- Given task 1 -
Answer these questions using the Educon post:
(a) Who gave this year's opening keynote address?
(b) Who took the picture of the writer with Joyce Valenza?
(c) How does each of Matt VanKouwenberg's classes begin?
- Given task 2 -
Return word for word the part of the Educon post that runs from "Before Educon’s conversations begin, we" up to and including "wrinkles my brain.".

Before Educon’s conversations begin, we get to spend the day at the Science Leadership Academy (SLA), attend an evening panel discussion at The Franklin Institute (see Pulver) and see the opening keynote address – this year it was Philadelphia’s new Superintendent, Dr. William Hite.

..and I’ll say here that among the many regularly scheduled annual educator learning events, Educon’s unconference is probably the richest experience, anywhere, anytime. This is not to say that regular conferences with presenters and keynote speakers are not valuable. They are essential, because they facilitate opportunities for learning that Educon does not. But to listen to smart people and to be able to push and pull on what they are saying, well, it just wrinkles my brain.

Master photographer, Kevin Jarrett, captured this picture of me and Joyce Valenza catching up.

One of the greatest features of Educon is the chance to catch up with friends, whom we see almost daily in the networked eduverse, but with whom we rarely get to shake hands, huge, and enjoy extended conversations, unconstrained by 140 characters limits – and that’s not to say that we ever get to finish our conversations at Educon, because there are always new ones that attract our attention.

We also get to visit classes and talk with SLA teachers. I especially enjoyed talking with Matt VanKouwenberg, about his engineering classes. His process reminded me of the vocational education classes I took in high school, how we all learned many of the same lessens by working on distinctly different projects. He told me that each class starts with a few minutes of sharing, where each student or team reports on where they are, barriers they are facing, and what they are learning (think the first five minutes of each episode of LA Law). He said that it often surprises the students to discover the similarities in what they learn, regardless of what they are working on.

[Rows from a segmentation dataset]

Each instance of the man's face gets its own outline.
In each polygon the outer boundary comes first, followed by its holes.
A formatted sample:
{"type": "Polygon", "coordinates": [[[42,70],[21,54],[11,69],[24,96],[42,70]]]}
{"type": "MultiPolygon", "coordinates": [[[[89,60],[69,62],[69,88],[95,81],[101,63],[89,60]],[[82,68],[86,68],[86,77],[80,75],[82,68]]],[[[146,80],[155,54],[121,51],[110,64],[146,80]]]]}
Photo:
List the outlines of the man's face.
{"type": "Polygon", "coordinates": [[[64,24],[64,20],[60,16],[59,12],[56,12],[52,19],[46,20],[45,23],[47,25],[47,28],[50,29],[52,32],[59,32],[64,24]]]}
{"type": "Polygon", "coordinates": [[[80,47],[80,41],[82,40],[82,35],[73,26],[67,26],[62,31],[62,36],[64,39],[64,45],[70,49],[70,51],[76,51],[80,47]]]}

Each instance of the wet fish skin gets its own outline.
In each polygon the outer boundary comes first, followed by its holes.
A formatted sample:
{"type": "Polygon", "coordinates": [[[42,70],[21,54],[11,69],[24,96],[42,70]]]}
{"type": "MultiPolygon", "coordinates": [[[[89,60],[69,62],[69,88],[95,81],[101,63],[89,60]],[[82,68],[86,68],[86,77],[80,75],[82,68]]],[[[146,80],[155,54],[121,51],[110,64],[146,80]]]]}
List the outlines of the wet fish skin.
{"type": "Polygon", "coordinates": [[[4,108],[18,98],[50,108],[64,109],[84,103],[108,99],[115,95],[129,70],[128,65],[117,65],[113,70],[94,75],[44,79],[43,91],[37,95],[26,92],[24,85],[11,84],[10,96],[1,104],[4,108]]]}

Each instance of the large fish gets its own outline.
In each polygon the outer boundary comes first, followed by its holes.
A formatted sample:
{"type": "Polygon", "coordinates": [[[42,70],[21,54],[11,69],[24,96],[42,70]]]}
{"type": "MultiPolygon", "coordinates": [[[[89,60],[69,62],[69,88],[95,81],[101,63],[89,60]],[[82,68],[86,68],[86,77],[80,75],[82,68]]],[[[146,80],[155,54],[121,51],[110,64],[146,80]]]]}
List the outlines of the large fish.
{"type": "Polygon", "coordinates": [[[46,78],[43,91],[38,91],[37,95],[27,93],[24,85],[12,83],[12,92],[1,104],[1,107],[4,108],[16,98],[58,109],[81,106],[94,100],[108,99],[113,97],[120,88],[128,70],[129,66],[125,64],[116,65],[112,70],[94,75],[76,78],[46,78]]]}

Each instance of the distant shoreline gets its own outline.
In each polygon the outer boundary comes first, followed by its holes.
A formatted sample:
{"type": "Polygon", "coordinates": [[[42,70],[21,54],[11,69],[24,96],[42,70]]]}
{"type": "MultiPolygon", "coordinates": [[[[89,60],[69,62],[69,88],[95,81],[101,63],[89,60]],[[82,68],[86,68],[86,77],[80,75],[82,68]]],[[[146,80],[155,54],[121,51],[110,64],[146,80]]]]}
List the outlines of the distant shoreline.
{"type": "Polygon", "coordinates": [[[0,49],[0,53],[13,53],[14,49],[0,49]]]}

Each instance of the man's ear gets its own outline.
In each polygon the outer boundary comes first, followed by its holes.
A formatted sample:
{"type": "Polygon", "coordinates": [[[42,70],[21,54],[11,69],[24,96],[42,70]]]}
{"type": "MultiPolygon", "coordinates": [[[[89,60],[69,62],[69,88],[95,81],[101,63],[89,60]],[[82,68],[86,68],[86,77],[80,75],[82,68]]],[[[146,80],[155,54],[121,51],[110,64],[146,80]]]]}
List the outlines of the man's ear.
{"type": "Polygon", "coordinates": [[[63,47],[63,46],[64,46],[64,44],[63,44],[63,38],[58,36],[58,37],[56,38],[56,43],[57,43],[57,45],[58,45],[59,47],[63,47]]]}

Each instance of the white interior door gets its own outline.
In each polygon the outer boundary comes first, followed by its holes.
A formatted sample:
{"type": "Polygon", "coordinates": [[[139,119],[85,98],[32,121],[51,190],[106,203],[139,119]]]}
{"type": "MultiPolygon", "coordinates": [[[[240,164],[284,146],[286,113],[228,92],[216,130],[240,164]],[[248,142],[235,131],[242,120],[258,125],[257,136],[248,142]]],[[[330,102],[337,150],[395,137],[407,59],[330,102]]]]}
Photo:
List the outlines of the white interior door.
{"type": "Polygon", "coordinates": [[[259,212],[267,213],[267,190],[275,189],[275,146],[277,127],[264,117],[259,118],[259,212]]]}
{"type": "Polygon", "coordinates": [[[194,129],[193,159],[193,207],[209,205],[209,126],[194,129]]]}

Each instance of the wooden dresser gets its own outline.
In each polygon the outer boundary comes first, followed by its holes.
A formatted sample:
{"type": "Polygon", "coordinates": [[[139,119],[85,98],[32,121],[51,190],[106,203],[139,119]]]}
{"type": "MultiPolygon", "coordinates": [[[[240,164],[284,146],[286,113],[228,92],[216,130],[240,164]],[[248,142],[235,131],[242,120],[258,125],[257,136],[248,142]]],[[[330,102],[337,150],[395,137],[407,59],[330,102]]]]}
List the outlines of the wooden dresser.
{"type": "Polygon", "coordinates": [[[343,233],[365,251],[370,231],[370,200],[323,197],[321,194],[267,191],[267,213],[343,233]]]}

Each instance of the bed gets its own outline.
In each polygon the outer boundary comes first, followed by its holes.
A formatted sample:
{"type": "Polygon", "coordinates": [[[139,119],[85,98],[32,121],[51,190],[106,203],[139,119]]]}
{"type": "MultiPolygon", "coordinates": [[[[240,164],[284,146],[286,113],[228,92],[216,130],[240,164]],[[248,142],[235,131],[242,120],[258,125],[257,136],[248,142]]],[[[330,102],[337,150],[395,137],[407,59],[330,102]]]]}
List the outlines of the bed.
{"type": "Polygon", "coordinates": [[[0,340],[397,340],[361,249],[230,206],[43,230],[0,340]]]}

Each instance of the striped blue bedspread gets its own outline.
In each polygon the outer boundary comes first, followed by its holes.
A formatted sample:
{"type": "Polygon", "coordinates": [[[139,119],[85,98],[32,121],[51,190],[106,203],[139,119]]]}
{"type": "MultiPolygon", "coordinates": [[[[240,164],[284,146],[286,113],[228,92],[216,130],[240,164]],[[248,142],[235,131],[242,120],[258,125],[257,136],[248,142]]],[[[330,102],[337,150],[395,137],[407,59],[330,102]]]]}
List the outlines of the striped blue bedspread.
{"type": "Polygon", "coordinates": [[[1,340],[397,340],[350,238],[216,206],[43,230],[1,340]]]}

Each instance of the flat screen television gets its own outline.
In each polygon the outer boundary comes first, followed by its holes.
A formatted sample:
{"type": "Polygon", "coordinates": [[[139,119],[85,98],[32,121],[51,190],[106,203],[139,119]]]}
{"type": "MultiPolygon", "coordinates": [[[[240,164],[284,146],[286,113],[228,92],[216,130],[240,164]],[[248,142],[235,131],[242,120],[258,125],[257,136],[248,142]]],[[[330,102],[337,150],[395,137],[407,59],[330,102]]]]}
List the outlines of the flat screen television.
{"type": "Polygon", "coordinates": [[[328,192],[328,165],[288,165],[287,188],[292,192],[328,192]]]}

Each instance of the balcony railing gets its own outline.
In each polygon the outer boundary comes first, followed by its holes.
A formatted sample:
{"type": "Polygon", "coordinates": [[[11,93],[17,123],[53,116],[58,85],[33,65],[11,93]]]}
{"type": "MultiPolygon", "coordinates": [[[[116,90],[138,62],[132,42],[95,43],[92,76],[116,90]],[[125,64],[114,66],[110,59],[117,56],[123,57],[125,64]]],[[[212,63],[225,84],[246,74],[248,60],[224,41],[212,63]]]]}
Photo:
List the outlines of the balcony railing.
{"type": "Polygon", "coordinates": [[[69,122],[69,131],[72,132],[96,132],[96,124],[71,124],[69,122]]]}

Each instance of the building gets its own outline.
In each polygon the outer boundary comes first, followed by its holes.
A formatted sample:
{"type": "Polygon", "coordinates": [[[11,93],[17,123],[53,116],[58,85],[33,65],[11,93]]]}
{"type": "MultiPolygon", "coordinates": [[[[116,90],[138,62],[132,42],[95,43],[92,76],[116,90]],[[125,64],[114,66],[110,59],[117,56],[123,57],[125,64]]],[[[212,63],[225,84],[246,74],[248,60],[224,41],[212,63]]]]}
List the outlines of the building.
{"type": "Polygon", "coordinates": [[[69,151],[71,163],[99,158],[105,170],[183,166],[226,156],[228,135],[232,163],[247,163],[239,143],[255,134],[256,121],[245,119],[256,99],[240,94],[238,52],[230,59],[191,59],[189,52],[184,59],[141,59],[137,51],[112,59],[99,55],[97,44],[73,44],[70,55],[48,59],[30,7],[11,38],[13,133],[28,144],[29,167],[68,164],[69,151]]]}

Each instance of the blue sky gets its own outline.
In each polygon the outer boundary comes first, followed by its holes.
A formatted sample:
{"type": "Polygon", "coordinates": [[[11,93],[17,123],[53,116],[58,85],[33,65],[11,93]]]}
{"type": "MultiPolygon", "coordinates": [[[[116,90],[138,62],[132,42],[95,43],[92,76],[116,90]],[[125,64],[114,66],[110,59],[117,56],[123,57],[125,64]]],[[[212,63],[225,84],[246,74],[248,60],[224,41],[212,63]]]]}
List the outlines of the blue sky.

- Correct answer 1 -
(a) Dr. William Hite, Philadelphia's new Superintendent.
(b) Kevin Jarrett.
(c) Each class begins with a few minutes of sharing. Every student or team reports where they are, what barriers they face, and what they are learning.

- Correct answer 2 -
Before Educon’s conversations begin, we get to spend the day at the Science Leadership Academy (SLA), attend an evening panel discussion at The Franklin Institute (see Pulver) and see the opening keynote address – this year it was Philadelphia’s new Superintendent, Dr. William Hite.

..and I’ll say here that among the many regularly scheduled annual educator learning events, Educon’s unconference is probably the richest experience, anywhere, anytime. This is not to say that regular conferences with presenters and keynote speakers are not valuable. They are essential, because they facilitate opportunities for learning that Educon does not. But to listen to smart people and to be able to push and pull on what they are saying, well, it just wrinkles my brain.